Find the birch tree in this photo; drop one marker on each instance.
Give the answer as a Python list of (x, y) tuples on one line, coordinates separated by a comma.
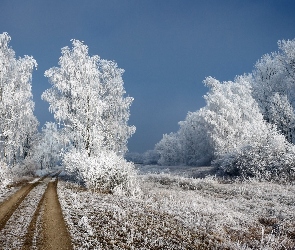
[(17, 121), (87, 99)]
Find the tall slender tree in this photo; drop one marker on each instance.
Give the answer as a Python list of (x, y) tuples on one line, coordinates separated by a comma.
[(87, 100), (17, 121)]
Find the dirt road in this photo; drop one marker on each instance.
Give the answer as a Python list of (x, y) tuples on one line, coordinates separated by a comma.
[(35, 210)]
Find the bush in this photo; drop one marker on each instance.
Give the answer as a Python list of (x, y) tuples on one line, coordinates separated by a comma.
[(106, 172), (272, 159), (5, 174)]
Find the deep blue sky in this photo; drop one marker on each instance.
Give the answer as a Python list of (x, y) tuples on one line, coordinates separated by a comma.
[(166, 47)]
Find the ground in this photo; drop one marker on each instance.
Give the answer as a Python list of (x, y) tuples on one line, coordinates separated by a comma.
[(173, 211)]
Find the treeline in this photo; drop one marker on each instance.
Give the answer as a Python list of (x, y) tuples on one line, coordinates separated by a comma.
[(91, 112), (247, 126)]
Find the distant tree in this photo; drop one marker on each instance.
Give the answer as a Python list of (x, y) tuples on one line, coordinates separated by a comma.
[(48, 148), (17, 121), (151, 157), (134, 157), (244, 143), (170, 150), (87, 99), (197, 148), (273, 85)]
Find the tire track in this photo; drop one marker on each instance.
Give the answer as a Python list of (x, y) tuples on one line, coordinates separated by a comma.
[(48, 229), (56, 234), (8, 207), (12, 235)]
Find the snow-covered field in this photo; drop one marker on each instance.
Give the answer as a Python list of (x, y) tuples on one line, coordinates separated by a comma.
[(176, 212)]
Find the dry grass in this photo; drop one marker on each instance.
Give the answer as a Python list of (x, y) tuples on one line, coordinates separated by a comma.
[(180, 213)]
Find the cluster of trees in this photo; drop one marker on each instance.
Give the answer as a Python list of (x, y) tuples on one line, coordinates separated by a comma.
[(18, 125), (247, 126), (91, 114)]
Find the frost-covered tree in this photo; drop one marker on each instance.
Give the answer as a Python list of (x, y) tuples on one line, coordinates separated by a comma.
[(87, 99), (273, 85), (232, 115), (17, 121), (197, 147), (190, 145), (170, 150), (48, 147)]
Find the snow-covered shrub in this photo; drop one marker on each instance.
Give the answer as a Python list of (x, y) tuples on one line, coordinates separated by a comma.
[(106, 172), (5, 175), (272, 159), (151, 157)]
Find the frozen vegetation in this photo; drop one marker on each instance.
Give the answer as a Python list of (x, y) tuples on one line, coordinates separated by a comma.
[(175, 212), (243, 199)]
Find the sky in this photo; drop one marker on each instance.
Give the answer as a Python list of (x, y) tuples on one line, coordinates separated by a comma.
[(166, 47)]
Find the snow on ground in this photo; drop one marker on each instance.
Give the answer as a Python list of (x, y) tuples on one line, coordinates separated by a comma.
[(12, 235), (175, 212), (5, 192)]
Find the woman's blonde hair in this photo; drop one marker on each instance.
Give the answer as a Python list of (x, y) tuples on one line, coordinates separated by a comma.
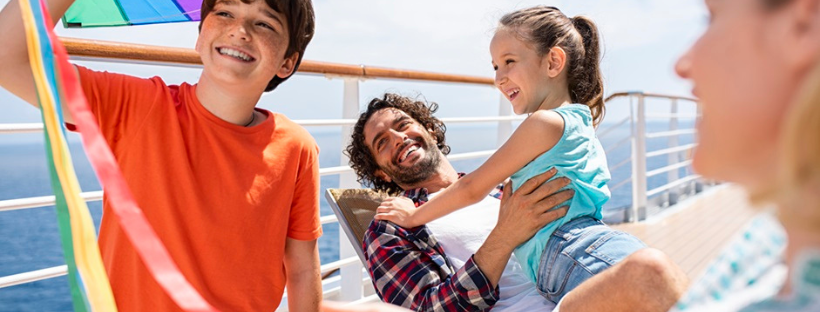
[(798, 188)]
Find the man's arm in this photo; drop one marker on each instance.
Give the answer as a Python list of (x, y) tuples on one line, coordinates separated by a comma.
[(521, 215), (16, 76), (408, 266), (303, 273)]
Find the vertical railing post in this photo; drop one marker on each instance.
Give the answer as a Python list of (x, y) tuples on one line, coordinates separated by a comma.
[(639, 162), (351, 275), (504, 127), (674, 158)]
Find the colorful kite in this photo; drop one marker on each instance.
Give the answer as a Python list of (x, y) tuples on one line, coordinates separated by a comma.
[(95, 13), (57, 84)]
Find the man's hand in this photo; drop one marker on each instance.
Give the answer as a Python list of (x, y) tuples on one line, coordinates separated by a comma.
[(531, 207), (522, 214), (399, 210)]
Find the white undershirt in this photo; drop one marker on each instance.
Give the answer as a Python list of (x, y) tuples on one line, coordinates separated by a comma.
[(461, 233)]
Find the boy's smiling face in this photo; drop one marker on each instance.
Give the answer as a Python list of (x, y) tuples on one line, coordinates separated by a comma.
[(244, 44)]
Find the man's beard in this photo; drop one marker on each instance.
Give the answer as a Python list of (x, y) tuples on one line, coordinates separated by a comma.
[(419, 172)]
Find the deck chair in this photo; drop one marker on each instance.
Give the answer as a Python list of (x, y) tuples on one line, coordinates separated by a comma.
[(355, 209), (692, 236)]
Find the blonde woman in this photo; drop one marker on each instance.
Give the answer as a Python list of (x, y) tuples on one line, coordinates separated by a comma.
[(747, 70)]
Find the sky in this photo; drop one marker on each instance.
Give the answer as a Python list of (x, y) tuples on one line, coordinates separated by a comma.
[(641, 38)]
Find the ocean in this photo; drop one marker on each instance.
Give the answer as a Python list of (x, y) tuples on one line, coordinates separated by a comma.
[(29, 238)]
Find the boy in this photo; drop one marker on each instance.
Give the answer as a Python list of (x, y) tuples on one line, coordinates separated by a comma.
[(231, 190)]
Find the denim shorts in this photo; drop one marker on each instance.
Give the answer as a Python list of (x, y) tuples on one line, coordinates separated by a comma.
[(578, 250)]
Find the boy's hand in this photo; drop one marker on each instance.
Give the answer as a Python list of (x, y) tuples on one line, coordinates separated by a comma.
[(399, 210)]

What to work on:
Can you output the lines from the one containing "Find the boy in" up to and including the one containing "[(578, 250)]", reproducing each exactly?

Answer to this exercise:
Find the boy in this photo; drop one marker on each instance.
Give the answer as a Python list of (x, y) tuples on one line, coordinates separated by a comma.
[(231, 190)]
Find the denim shorts in this photo; drop one marker on each instance.
Give the answer as a Python list of (x, y) tuples on one line, coordinates separated by a comma.
[(578, 250)]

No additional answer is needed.